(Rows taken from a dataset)
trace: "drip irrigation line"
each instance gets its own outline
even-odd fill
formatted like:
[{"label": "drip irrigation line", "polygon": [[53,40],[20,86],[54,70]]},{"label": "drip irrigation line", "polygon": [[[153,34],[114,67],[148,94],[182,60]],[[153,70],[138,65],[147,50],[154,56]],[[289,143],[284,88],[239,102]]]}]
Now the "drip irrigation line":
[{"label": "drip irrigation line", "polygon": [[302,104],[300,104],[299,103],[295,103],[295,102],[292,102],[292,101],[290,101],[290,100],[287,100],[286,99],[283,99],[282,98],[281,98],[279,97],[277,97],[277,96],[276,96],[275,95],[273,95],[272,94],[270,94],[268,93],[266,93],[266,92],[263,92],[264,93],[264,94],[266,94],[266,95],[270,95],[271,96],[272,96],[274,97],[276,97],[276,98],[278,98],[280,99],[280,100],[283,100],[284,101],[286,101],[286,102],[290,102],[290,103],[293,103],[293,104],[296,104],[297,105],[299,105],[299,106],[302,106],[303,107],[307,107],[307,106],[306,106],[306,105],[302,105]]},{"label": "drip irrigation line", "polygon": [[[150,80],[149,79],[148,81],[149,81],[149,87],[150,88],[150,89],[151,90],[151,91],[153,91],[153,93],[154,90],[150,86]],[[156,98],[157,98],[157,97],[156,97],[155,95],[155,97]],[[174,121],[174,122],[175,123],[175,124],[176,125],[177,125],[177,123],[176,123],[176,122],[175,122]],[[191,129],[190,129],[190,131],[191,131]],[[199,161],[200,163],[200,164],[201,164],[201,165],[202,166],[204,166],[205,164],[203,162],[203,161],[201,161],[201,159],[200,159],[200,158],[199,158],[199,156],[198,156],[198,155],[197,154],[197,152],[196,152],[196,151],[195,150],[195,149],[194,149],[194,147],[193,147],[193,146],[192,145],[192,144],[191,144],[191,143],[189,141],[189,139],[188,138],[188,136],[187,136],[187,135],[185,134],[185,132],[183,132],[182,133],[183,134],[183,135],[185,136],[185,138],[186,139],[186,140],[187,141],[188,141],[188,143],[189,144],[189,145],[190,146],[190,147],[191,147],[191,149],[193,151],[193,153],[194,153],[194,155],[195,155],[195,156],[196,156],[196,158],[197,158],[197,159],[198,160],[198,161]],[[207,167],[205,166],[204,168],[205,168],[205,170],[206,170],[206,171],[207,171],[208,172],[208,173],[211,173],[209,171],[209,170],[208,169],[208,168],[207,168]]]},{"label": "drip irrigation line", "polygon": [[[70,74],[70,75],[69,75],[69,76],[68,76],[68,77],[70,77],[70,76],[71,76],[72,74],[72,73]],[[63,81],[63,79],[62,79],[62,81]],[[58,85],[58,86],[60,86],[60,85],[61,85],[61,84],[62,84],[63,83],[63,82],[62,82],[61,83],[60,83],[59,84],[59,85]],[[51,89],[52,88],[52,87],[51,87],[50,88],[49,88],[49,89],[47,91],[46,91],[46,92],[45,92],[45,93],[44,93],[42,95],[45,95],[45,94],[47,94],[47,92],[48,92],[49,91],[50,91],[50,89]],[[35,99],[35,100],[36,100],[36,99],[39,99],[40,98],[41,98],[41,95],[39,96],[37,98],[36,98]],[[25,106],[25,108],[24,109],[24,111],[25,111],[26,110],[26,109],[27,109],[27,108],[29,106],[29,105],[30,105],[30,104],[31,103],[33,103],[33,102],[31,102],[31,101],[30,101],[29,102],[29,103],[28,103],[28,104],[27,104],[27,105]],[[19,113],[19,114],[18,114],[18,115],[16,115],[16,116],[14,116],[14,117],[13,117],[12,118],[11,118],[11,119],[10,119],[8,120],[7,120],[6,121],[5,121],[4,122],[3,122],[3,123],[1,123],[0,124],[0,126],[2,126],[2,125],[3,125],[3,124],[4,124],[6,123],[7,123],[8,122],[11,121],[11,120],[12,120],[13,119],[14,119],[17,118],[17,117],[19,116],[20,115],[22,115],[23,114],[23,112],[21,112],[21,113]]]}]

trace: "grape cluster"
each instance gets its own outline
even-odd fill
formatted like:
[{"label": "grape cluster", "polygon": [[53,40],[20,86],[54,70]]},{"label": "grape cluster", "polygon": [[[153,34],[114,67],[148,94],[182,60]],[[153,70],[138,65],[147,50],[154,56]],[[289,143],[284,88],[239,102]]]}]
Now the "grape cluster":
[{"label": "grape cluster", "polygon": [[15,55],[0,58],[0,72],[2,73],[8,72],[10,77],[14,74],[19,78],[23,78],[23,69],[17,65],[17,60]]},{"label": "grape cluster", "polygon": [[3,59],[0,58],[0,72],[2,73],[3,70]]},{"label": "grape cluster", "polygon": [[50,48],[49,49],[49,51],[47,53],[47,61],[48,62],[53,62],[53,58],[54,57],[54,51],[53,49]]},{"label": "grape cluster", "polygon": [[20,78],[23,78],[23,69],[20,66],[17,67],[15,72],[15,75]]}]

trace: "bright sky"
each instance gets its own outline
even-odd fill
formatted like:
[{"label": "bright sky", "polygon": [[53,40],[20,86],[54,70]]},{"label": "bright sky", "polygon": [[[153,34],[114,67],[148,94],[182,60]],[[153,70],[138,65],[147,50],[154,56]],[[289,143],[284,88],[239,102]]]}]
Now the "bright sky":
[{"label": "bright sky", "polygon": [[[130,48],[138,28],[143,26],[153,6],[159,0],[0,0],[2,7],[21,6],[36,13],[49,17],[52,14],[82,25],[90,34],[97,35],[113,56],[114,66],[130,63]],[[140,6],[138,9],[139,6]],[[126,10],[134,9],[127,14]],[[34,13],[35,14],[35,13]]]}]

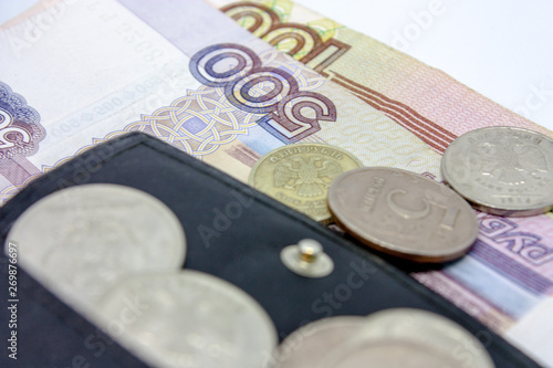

▶ [What the task asks]: From the data above, copy every line that contains the string "cluster", treating the match as case-sensitive.

▶ [Right answer]:
trace: "grape cluster"
[{"label": "grape cluster", "polygon": [[53,40],[20,86],[54,70]]},{"label": "grape cluster", "polygon": [[[153,34],[114,67],[148,94],[182,60]],[[153,70],[138,65],[147,50],[154,56]],[[289,143],[284,88],[239,102]]]}]
Now the "grape cluster":
[{"label": "grape cluster", "polygon": [[15,55],[0,58],[0,72],[2,73],[8,72],[10,77],[14,74],[19,78],[23,78],[23,69],[17,65],[17,60]]},{"label": "grape cluster", "polygon": [[3,59],[0,58],[0,72],[2,73],[3,70]]},{"label": "grape cluster", "polygon": [[50,48],[49,49],[49,51],[47,53],[47,61],[48,62],[53,62],[53,58],[54,57],[54,51],[53,49]]},{"label": "grape cluster", "polygon": [[20,78],[23,78],[23,69],[20,66],[17,67],[15,72],[15,75]]}]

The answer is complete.